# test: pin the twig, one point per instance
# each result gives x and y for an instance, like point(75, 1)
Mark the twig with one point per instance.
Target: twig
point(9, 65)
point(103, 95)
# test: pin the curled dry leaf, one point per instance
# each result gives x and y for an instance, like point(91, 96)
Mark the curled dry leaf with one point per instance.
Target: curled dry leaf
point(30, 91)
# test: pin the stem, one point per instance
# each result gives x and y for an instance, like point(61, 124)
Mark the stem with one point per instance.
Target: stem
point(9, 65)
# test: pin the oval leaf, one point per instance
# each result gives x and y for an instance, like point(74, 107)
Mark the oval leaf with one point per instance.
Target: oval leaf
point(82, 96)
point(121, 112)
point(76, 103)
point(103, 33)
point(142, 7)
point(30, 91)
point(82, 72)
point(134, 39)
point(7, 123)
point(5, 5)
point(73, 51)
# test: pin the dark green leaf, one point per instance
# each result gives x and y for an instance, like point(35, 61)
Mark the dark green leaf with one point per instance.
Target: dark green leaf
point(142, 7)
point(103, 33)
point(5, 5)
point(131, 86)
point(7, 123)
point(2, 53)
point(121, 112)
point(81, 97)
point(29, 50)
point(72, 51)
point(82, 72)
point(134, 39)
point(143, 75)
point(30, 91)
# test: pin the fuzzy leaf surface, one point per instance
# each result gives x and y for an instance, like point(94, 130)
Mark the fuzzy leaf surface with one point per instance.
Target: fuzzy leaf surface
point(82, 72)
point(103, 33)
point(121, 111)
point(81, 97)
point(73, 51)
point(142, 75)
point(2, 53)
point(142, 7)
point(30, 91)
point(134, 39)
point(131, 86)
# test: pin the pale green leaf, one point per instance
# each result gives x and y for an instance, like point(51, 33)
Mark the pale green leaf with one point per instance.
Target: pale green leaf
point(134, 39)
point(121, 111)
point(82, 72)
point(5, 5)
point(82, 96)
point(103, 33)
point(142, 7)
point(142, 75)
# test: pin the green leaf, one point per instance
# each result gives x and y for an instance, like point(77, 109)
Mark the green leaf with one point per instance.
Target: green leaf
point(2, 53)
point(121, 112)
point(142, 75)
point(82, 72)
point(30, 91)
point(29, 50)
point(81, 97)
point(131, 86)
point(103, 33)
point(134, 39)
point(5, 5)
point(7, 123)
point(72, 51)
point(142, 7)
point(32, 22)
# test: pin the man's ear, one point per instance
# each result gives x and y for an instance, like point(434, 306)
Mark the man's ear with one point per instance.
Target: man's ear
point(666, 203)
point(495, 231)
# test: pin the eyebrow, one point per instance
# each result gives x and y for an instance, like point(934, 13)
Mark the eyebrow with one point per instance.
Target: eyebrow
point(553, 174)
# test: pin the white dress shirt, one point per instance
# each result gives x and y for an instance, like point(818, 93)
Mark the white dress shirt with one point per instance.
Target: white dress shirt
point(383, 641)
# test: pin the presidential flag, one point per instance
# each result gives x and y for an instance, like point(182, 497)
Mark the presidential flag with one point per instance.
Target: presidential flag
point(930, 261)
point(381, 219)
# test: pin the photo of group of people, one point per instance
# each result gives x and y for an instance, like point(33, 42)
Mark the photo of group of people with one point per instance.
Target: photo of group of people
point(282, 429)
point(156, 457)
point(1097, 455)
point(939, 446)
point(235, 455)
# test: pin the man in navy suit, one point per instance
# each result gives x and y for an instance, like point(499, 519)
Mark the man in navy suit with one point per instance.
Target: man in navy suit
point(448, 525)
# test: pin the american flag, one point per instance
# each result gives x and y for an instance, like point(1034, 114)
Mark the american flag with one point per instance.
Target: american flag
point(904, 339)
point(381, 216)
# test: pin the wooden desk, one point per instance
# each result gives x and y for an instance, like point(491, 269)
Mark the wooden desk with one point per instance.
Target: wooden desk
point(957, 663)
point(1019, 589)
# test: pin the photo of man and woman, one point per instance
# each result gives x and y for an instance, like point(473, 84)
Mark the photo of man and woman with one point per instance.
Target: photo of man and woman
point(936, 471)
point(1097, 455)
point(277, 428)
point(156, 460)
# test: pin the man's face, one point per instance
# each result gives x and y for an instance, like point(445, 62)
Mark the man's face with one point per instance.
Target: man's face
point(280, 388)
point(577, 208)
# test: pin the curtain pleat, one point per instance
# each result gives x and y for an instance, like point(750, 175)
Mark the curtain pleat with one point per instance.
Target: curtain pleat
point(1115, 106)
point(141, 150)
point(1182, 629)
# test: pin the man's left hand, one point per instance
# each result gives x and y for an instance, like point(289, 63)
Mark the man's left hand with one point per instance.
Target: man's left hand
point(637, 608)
_____
■ **Brief**
Each line above should be output exactly as written.

■ **Exercise solution**
# test: pin the twig, one point per instance
# each result gives x and y for an instance, like point(75, 1)
Mark the twig with one point per instance.
Target: twig
point(9, 65)
point(103, 95)
# test: pin the curled dry leaf, one point per instance
# each result gives x and y for an instance, like point(91, 96)
Mark the curled dry leaf with one point per instance.
Target: curled dry leaf
point(30, 91)
# test: pin the stem, one point per instance
# each result gives x and y for an instance, like point(61, 124)
Mark the stem with one point per instance.
Target: stem
point(9, 65)
# test: pin the oval leaf, one point per instance
# each result gives x and y for an instance, like point(74, 107)
Mark the oval leaf with one point per instance.
Target: oval leaf
point(82, 96)
point(121, 112)
point(76, 103)
point(103, 33)
point(142, 7)
point(30, 91)
point(82, 72)
point(134, 39)
point(7, 123)
point(5, 5)
point(73, 51)
# test: pin the dark green leaf, one point per instance
# each result gives x and y for an instance, like point(35, 61)
Mark the dark green leaf with one point per instance.
Target: dark green leaf
point(142, 7)
point(103, 33)
point(5, 5)
point(131, 86)
point(7, 123)
point(2, 53)
point(121, 112)
point(81, 97)
point(29, 50)
point(72, 51)
point(82, 72)
point(134, 39)
point(143, 75)
point(30, 91)
# test: pin the fuzzy leaf surface, one point per instance
# each result gives x and y for an instance, like point(94, 130)
Mark the fuzzy leaf surface with one point per instance.
Target: fuzzy leaf surface
point(82, 72)
point(103, 33)
point(121, 111)
point(81, 97)
point(73, 51)
point(142, 75)
point(2, 53)
point(142, 7)
point(30, 91)
point(134, 39)
point(131, 86)
# test: pin the pale green leaf, one point per instance
# each result gives x and y for an instance, like point(51, 33)
Mark the pale green leaf with one point per instance.
Target: pale green leaf
point(134, 39)
point(121, 111)
point(82, 72)
point(5, 5)
point(82, 96)
point(103, 33)
point(142, 7)
point(142, 75)
# test: pin the green leaf, one point per instance
# each result gives x and y for an instance, like point(77, 109)
Mark the green leaf with one point per instance.
Target: green leaf
point(2, 53)
point(121, 112)
point(142, 75)
point(82, 72)
point(30, 91)
point(29, 50)
point(81, 97)
point(131, 86)
point(103, 33)
point(134, 39)
point(5, 5)
point(7, 123)
point(72, 51)
point(142, 7)
point(32, 22)
# test: pin the man's ear, one point per instance
# each result gives x and y for an instance, like point(434, 306)
Mark the man's ear with one point per instance.
Target: man's ear
point(666, 203)
point(495, 231)
# test: pin the eyebrow, one point per instance
# each result gives x and y for an instance, like point(934, 13)
Mark the eyebrow with one point per instance.
Target: eyebrow
point(553, 174)
# test: pin the white dress shirt, one point per instance
# each result gives x and y for an instance, like point(818, 93)
Mark the white dress shirt with one point per instance.
Target: white dress shirt
point(383, 641)
# test: pin the presidential flag, one point per instance
# each result gives x and y for an instance, like point(182, 497)
Mark the presidential flag with one point per instance.
Target: presidential flag
point(930, 261)
point(381, 219)
# test: pin the photo of group of people, one point per instance
# each result gives x and y for an instance, like point(33, 42)
Mark the photo of group of people with one point per instance.
Target: photo of group of people
point(282, 429)
point(156, 457)
point(1097, 455)
point(939, 446)
point(235, 455)
# test: pin the man in navy suit, one point per instance
# each result gives x and y for an instance, like point(499, 519)
Mark the man in navy suit with one point per instance.
Target: man in navy suit
point(448, 525)
# test: pin the american flag, one point per instance
# each result gives x and y for an instance, like point(1034, 114)
Mark the american flag with one point per instance.
Target: american flag
point(904, 339)
point(381, 216)
# test: pin the wooden desk, one point per instance
# each result gives x and y for an instance, like point(491, 269)
Mark the wooden desk with one point per instance.
Target: wooden desk
point(957, 663)
point(1019, 589)
# test: pin the photo of man and woman, one point per instance
# each result gives x and y for an instance, like point(473, 84)
Mark the photo of man and woman with one point per instance.
Target: photo of man and woman
point(936, 471)
point(1097, 455)
point(277, 428)
point(156, 460)
# test: pin the man's face, one point per instance
# each result gives x and y for an instance, like point(445, 62)
Mark the man's face with one point per instance.
Target: man's face
point(280, 388)
point(577, 208)
# test: pin the curtain pleat, one point per instance
# each result gives x and y for an instance, like point(750, 175)
Mark the curtain pleat with one point per instance.
Target: curtain pleat
point(1115, 106)
point(141, 150)
point(1182, 629)
# test: pin the man's left hand, one point per instance
# each result gives x and y for an instance, like point(289, 63)
Mark the man's left hand with one point per instance.
Target: man's left hand
point(637, 608)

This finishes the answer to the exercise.